What you need to do - Find every line in the material below that contains the string "grass" and copy each one. Matching is case-sensitive.
........
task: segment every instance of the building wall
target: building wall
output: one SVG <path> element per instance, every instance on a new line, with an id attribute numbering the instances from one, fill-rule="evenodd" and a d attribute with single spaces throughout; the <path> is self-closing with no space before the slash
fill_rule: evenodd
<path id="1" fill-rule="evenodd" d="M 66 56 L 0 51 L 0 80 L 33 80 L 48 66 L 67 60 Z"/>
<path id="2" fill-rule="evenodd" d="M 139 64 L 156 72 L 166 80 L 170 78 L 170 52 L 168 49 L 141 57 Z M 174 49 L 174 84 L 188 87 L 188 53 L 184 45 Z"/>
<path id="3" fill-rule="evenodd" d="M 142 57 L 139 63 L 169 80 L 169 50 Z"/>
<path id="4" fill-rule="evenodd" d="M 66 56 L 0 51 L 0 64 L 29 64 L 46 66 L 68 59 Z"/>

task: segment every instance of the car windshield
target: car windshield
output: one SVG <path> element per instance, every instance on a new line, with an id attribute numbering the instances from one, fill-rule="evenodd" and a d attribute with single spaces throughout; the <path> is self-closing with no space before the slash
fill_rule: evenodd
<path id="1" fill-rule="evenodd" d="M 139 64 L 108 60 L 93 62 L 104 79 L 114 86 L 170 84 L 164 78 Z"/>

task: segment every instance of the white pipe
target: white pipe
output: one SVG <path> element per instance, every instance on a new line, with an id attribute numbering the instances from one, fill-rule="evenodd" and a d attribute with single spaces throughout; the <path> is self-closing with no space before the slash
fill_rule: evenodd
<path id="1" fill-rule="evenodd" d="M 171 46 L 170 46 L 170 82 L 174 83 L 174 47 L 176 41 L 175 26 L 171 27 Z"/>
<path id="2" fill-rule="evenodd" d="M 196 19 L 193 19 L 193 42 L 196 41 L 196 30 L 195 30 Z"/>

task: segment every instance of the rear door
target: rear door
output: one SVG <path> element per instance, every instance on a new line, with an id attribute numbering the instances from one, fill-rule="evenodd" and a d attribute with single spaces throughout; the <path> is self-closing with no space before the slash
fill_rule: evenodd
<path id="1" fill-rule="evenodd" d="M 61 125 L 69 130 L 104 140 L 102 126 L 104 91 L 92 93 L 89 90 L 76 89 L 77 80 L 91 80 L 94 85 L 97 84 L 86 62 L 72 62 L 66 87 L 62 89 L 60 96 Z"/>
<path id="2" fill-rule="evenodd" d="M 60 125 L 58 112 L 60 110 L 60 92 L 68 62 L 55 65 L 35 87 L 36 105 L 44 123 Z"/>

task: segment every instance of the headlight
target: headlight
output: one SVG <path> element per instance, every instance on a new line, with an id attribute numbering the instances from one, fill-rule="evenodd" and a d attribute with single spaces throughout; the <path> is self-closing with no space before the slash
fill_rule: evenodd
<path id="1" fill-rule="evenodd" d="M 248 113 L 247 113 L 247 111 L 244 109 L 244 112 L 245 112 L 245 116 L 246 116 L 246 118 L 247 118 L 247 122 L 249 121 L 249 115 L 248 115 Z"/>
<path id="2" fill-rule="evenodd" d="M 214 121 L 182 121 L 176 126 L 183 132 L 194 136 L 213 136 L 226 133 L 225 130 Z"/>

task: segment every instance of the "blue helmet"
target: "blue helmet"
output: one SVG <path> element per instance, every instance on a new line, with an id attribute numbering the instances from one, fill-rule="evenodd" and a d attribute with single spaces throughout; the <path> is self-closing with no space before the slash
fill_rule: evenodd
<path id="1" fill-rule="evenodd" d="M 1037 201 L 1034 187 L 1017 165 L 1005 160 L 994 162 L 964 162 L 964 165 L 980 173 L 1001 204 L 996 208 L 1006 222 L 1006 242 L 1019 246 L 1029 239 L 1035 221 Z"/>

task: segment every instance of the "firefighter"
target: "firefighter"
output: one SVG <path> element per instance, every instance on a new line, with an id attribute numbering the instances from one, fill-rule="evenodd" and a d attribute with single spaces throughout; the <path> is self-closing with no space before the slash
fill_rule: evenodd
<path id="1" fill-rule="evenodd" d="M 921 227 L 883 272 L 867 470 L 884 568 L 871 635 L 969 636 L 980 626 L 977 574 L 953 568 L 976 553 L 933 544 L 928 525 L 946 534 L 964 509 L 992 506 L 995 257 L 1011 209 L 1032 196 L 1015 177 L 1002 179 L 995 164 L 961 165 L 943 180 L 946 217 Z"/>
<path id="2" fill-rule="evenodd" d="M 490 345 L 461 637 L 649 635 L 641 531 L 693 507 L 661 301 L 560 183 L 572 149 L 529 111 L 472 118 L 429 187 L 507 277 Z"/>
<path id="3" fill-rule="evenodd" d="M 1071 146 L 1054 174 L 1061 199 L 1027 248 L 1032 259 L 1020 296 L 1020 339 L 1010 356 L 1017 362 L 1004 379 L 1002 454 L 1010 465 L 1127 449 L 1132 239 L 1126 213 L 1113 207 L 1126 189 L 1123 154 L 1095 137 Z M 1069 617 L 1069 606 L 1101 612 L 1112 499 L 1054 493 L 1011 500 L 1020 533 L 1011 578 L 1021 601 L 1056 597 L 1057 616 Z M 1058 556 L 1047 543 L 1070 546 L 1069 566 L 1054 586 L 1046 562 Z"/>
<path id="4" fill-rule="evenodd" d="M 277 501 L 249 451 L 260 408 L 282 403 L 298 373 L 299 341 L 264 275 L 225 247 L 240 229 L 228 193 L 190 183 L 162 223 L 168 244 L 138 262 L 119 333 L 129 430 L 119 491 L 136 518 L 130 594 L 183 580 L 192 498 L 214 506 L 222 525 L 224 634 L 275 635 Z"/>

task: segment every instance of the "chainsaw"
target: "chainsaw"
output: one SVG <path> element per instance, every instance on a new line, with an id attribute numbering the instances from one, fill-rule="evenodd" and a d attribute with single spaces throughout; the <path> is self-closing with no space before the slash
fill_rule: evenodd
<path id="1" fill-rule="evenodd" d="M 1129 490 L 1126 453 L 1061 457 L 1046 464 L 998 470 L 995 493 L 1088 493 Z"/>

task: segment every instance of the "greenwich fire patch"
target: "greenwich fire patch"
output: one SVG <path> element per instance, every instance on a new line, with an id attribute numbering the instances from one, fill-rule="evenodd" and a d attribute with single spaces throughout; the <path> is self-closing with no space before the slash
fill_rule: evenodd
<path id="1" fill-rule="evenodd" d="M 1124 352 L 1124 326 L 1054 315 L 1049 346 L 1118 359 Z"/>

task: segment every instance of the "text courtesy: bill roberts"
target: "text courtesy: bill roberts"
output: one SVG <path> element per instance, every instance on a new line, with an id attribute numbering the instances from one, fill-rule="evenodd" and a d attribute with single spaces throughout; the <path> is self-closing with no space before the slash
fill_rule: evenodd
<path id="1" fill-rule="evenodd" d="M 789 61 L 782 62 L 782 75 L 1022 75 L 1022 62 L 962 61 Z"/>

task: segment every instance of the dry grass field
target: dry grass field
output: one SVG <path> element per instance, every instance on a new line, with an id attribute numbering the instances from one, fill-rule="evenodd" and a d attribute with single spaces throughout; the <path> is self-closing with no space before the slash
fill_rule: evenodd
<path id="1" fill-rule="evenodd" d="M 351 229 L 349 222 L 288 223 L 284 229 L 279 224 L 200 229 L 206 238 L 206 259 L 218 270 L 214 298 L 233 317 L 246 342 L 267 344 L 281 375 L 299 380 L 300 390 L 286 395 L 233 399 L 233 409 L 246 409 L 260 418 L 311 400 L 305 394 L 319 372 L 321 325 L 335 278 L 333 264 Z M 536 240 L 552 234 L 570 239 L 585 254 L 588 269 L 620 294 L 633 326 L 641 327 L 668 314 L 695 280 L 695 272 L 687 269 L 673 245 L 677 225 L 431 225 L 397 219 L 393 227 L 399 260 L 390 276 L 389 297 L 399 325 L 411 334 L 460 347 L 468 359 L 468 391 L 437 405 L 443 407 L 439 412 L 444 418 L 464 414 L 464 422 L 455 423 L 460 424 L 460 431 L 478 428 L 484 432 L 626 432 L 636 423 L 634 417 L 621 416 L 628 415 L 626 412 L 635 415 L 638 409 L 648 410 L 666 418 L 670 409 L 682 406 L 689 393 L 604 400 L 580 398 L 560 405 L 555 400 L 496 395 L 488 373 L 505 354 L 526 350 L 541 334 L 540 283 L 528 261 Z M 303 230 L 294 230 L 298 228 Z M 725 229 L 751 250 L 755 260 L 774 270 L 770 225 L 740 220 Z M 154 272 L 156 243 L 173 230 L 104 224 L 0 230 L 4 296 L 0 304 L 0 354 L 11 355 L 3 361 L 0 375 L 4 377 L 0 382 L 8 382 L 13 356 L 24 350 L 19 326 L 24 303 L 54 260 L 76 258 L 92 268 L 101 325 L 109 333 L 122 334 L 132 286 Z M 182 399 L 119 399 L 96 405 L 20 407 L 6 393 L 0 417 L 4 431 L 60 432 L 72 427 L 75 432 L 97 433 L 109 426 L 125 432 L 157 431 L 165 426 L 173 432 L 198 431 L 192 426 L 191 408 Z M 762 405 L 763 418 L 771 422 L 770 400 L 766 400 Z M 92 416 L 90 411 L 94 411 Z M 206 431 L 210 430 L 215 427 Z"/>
........
Expected answer -
task: segment every instance of the dry grass field
target: dry grass field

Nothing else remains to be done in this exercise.